Home > Worship Resources > Festivals & Commemorations > The Circumcision and Holy Name of Jesus (January 1)

About the Festival

From the sixth century of the Christian era, March 25, the Annunciation, was understood as the beginning of the Incarnation and the inauguration of the new age (see Dante, Paradiso 16:34-39) and was accepted throughout much of Christendom as the beginning of the year. In Germany, however, the year began with Christmas; in France and the Low Countries it began with Easter; the Orthodox Church, reflecting Jewish practice as it frequently does, begins the new church year on September 1.

The names of the months September, October, November, and December (seventh, eighth, ninth, tenth) preserve the prehistoric Roman practice of observing March 1 as New Year’s Day; September is the seventh month counting from the first month of March. March 1 was also the beginning of the year among the Franks until the eighth century, and also among the Turks and the Russians.

There was, nonetheless, an old and persistent tradition that recognized January 1 as New Year’s Day. In 153 B.C.E. the Roman consuls entered office on January 1, the beginning of the month immediately following the winter solstice, indicating that that date was being accepted by the Roman Empire as the beginning of the year. When Julius Caesar reorganized the Roman calendar in 46 B.C.E., the beginning of the year was set on January 1, and it was celebrated by the “saturnalia.”

The observance of January 1 as New Year’s Day was increasingly frequent from the thirteenth century under the influence of Roman law and later humanism, in France in 1563, in Scotland in 1600, in Russia in 1700. In 1582 Gregory XIII reformed the calendar and set the beginning of the year on January 1. The adoption of the Gregorian date spread slowly. It was not accepted in England and the American colonies until 1752.

Aim of the exercise: Please extract the part of the text on New Year's Day from "Home > Worship" up to and including "on September 1.". Use only the text on New Year's Day as your source.

Raw data:
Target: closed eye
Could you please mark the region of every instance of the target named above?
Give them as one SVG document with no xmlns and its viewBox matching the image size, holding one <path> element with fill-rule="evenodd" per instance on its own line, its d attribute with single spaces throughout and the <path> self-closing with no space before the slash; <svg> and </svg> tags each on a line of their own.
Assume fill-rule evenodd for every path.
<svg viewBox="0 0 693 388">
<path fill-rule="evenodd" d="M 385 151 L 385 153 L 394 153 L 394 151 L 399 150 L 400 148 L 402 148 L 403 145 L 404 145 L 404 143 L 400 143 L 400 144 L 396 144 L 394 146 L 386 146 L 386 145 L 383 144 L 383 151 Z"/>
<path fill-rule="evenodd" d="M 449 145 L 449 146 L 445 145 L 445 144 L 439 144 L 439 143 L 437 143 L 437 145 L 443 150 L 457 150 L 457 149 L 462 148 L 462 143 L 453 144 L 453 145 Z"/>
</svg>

Result for this task:
Home > Worship Resources > Festivals & Commemorations > The Circumcision and Holy Name of Jesus (January 1)

About the Festival

From the sixth century of the Christian era, March 25, the Annunciation, was understood as the beginning of the Incarnation and the inauguration of the new age (see Dante, Paradiso 16:34-39) and was accepted throughout much of Christendom as the beginning of the year. In Germany, however, the year began with Christmas; in France and the Low Countries it began with Easter; the Orthodox Church, reflecting Jewish practice as it frequently does, begins the new church year on September 1.